— Start of EXERCISE MATERIALS —

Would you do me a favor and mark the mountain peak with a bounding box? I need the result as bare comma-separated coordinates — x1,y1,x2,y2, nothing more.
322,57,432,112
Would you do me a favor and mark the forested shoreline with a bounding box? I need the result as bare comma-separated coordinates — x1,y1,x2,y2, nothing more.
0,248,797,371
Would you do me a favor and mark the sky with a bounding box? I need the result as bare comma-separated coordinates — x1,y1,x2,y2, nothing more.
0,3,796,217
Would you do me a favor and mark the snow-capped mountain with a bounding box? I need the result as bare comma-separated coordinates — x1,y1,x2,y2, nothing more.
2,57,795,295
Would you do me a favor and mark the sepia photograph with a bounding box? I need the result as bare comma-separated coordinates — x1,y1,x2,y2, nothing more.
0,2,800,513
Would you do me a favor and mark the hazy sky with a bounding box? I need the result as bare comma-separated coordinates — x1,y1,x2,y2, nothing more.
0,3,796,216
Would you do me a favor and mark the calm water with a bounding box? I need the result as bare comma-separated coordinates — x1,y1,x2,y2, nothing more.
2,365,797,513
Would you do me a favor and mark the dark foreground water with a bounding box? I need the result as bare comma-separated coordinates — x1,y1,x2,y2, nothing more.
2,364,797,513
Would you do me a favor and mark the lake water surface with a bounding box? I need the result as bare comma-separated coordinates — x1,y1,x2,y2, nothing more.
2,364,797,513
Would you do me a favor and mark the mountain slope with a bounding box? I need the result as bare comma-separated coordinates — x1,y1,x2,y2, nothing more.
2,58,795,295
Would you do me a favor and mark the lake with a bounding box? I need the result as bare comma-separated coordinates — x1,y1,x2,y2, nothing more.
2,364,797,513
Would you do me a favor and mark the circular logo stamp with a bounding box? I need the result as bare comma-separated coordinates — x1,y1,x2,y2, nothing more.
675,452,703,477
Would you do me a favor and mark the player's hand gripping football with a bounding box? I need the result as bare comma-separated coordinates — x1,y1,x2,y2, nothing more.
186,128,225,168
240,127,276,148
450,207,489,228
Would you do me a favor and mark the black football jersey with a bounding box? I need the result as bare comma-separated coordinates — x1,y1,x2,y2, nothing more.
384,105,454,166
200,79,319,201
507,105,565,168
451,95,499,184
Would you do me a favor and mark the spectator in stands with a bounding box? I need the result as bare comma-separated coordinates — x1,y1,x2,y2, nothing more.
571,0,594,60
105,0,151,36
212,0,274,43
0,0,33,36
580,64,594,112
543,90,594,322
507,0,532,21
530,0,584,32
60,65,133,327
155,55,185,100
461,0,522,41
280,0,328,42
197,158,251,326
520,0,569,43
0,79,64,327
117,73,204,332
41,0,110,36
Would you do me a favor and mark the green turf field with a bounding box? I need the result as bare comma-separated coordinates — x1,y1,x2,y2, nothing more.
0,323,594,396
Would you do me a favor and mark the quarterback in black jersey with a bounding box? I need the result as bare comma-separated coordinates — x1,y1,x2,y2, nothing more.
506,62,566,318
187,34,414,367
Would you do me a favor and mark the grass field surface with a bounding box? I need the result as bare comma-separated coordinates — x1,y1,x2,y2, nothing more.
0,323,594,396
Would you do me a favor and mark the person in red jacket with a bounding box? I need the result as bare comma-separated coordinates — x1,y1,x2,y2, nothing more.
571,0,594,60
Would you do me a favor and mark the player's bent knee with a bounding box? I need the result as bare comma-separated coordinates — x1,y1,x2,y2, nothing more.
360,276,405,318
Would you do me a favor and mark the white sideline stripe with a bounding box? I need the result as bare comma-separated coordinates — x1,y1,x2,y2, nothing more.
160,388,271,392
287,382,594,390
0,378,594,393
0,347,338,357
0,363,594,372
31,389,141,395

— End of EXERCISE MATERIALS —

◆ **EXERCISE AIM**: Rewrite the records from their start through the line containing "0,2,800,513", swapping "sepia photograph" for "old photograph" and keeping everything else the same.

◆ **SOLUTION**:
Would you do me a favor and mark the mountain peak with a bounding box? I need the result as bare comma-separated coordinates — x1,y1,x2,y2, nothing more.
322,57,432,112
Would you do me a favor and mark the forested shoreline with a bounding box? I need the result as bare comma-separated coordinates — x1,y1,x2,y2, nothing more.
0,248,797,371
Would you do me a favor and mark the sky with a bounding box? I need the result as bare comma-separated coordinates — x1,y1,x2,y2, nothing more.
0,3,796,217
Would you do me a favor and mark the snow-capped mountain with a bounding box? I need the result as bare comma-separated coordinates — x1,y1,x2,y2, nothing more.
2,57,795,295
Would you do me a favor and mark the old photograph with a bounding box? I need the result as bare comma-separated coordinates — x1,y1,x2,y2, nothing more.
0,2,800,513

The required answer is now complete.